Live album by Ahmad Jamal
- Released: 2007
- Recorded: September 5 & 6, 1958 The Spotlite Club, Washington D.C.
- Genre: Jazz
- Label: Gambit
- Producer: Dave Usher

Ahmad Jamal chronology
| Complete Live at the Pershing Lounge 1958 (2007) | Complete Live at the Spotlite Club 1958 (2007) | Poinciana – One Night Only (2008) |

= Complete Live at the Spotlite Club 1958 =

Complete Live at the Spotlite Club 1958 is a live album by American jazz pianist Ahmad Jamal featuring performances recorded at the Spotlight club in Washington D.C. in 1958. It is a compilation of songs originally released, by Argo Records, on the albums Ahmad Jamal Trio Volume IV and Portfolio of Ahmad Jamal.
It was Argo response to the huge success of Jamal's 1958 release But Not For Me.

== Reception ==

The AllMusic review awarded the album 5 stars stating "Best heard at sunset, late at night by candlelight, or in a cozy room softly illumined by indirect incandescence, this music offers the listener an opportunity to savor both what Jamal plays and what he doesn't play. His sense of timing, the way he employs contrasting dynamics and his quirky flair for the dramatic have always made Ahmad Jamal an exciting performer. His Spotlite recordings are filled with surprises and exhilarating passages".

Writing for Jazzwise, Brian Priestley said that this album illustrates "what made the trio both popular and influential on other musicians such as Miles Davis and Oscar Peterson," and that the "coloration from the bass and drums...had the biggest impact. Musically, he doesn't put a foot wrong."

Professional ratings
Review scores
| Source | Rating |
| AllMusic |  |
| The Penguin Guide to Jazz Recordings |  |

== Track listing ==
Disc One:
1. "Ahmad's Blues" (Ahmad Jamal) - 4:04 (Portfolio of Ahmad Jamal)
2. "It Could Happen to You" (Johnny Burke, Jimmy Van Heusen) - 4:17 (Portfolio of Ahmad Jamal)
3. "I Wish I Knew" (Mack Gordon, Harry Warren) - 3:45 (Ahmad Jamal Trio Volume IV)
4. "Autumn Leaves" (Joseph Kosma, Johnny Mercer, Jacques Prévert) - 7:39 (Portfolio of Ahmad Jamal)
5. "Stompin' at the Savoy" (Edgar Sampson) - 4:15 (Ahmad Jamal Trio Volume IV)
6. "Cheek to Cheek" (Irving Berlin) - 4:47 (Ahmad Jamal Trio Volume IV)

[INFORMATION SUPPLIED]
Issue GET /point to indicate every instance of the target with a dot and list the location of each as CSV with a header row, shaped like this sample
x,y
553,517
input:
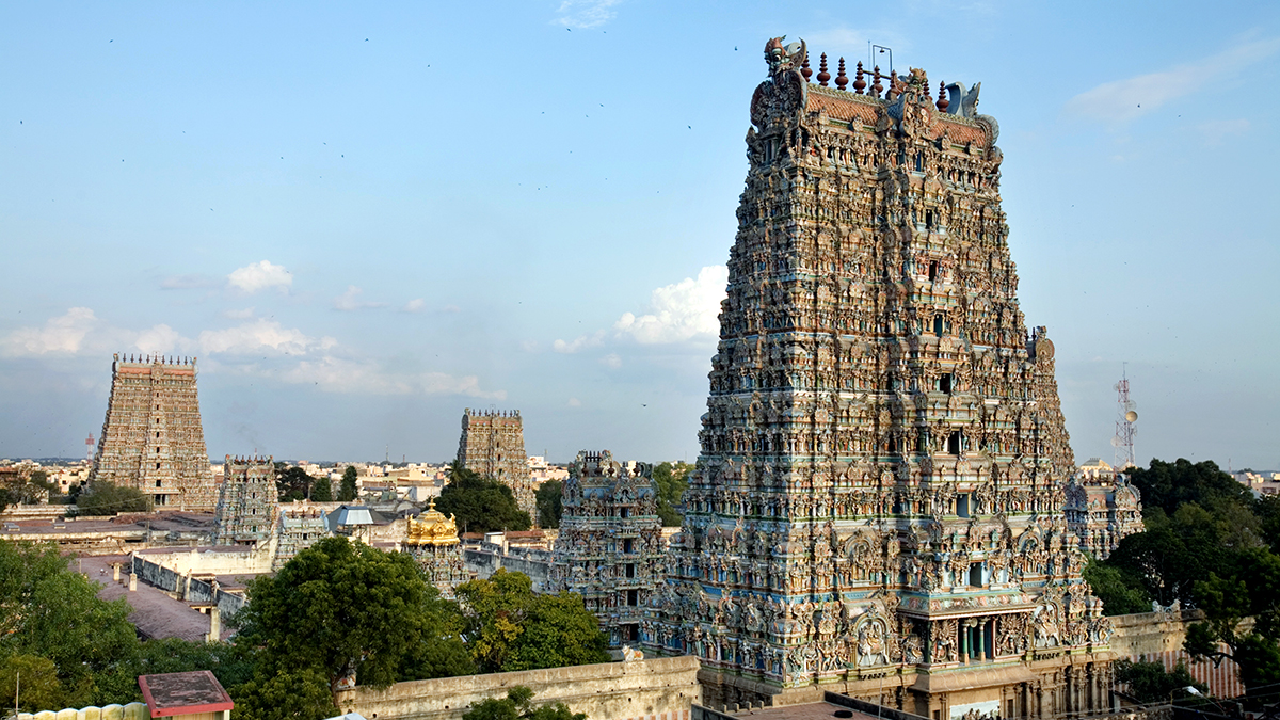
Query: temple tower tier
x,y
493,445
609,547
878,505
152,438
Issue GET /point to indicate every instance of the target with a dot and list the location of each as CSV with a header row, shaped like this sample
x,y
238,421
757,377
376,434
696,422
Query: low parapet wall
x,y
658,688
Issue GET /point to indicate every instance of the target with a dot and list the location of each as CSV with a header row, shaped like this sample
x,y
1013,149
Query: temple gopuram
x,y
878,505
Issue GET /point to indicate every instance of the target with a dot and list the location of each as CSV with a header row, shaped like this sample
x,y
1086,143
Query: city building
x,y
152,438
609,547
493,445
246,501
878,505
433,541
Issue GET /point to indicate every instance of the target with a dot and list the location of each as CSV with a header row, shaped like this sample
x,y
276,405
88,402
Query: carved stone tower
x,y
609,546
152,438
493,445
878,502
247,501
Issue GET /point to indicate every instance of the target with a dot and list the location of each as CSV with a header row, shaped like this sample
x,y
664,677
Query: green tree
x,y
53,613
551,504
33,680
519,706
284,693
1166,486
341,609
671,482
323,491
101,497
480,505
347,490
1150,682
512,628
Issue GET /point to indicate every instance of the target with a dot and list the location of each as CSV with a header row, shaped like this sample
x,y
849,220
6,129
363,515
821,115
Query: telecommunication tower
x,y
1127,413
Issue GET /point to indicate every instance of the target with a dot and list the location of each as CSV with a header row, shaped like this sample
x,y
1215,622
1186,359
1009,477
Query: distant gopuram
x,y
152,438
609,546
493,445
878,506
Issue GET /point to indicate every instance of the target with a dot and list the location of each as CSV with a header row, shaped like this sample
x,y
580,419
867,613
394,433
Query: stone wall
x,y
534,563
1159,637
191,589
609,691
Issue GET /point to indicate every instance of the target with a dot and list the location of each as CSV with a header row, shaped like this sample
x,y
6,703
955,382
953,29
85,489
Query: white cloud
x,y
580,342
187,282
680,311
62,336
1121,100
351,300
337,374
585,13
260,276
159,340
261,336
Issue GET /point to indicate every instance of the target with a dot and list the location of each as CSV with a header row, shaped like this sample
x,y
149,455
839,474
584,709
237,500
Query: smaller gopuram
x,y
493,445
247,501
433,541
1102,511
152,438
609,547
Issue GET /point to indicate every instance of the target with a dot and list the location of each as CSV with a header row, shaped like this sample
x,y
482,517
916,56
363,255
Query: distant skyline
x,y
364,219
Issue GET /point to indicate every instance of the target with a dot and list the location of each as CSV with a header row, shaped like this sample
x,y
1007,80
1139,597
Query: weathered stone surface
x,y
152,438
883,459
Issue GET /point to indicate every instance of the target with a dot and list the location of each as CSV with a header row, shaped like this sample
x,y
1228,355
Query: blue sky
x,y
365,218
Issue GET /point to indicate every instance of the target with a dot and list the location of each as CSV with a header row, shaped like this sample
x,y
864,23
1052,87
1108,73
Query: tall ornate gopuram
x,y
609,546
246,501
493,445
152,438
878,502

[TASK INSTRUCTIONS]
[a] Repeat the passage from the Ahmad Jamal album page word for word, starting with "- Genre: Jazz" and going on through "Not For Me.".
[b] Carry the Ahmad Jamal album page on past its final line.

[ANSWER SET]
[a]
- Genre: Jazz
- Label: Gambit
- Producer: Dave Usher

Ahmad Jamal chronology
| Complete Live at the Pershing Lounge 1958 (2007) | Complete Live at the Spotlite Club 1958 (2007) | Poinciana – One Night Only (2008) |

= Complete Live at the Spotlite Club 1958 =

Complete Live at the Spotlite Club 1958 is a live album by American jazz pianist Ahmad Jamal featuring performances recorded at the Spotlight club in Washington D.C. in 1958. It is a compilation of songs originally released, by Argo Records, on the albums Ahmad Jamal Trio Volume IV and Portfolio of Ahmad Jamal.
It was Argo response to the huge success of Jamal's 1958 release But Not For Me.

[b]
7. "The Girl Next Door" (Ralph Blane, Hugh Martin) - 3:26 (Ahmad Jamal Trio Volume IV)
8. "Secret Love" (Sammy Fain, Paul Francis Webster) - 3:52 (Ahmad Jamal Trio Volume IV)
9. "Squatty Roo" (Johnny Hodges) - 2:19 (Ahmad Jamal Trio Volume IV)
10. "Taboo" (Margarita Lecuona, Bob Russell) - 4:01 (Ahmad Jamal Trio Volume IV)
11. "Autumn in New York" (Vernon Duke) - 3:18
12. "A Gal in Calico" (Leo Robin, Arthur Schwartz) - 4:44 (Portfolio of Ahmad Jamal)
13. "That's All" (Alan Brandt, Bob Haymes) - 2:38 (Ahmad Jamal Trio Volume IV)
14. "Should I?" (Nacio Herb Brown, Arthur Freed) - 3:41 (Ahmad Jamal Trio Volume IV)
Disc Two:
1. "Seleritus" (Ahmad Jamal) - 3:13 (Portfolio of Ahmad Jamal)
2. "Let's Fall in Love" (Harold Arlen, Ted Koehler) - 5:09 (Portfolio of Ahmad Jamal)
3. "This Can't Be Love" (Lorenz Hart, Richard Rodgers) - 5:12 (Portfolio of Ahmad Jamal)
4. "Old Devil Moon" (Yip Harburg, Burton Lane) - 3:56 (Portfolio of Ahmad Jamal)
5. "Ivy" (Hoagy Carmichael) - 3:08 (Portfolio of Ahmad Jamal)
6. "Tater Pie" (Harold Ashby) - 3:07 (Portfolio of Ahmad Jamal)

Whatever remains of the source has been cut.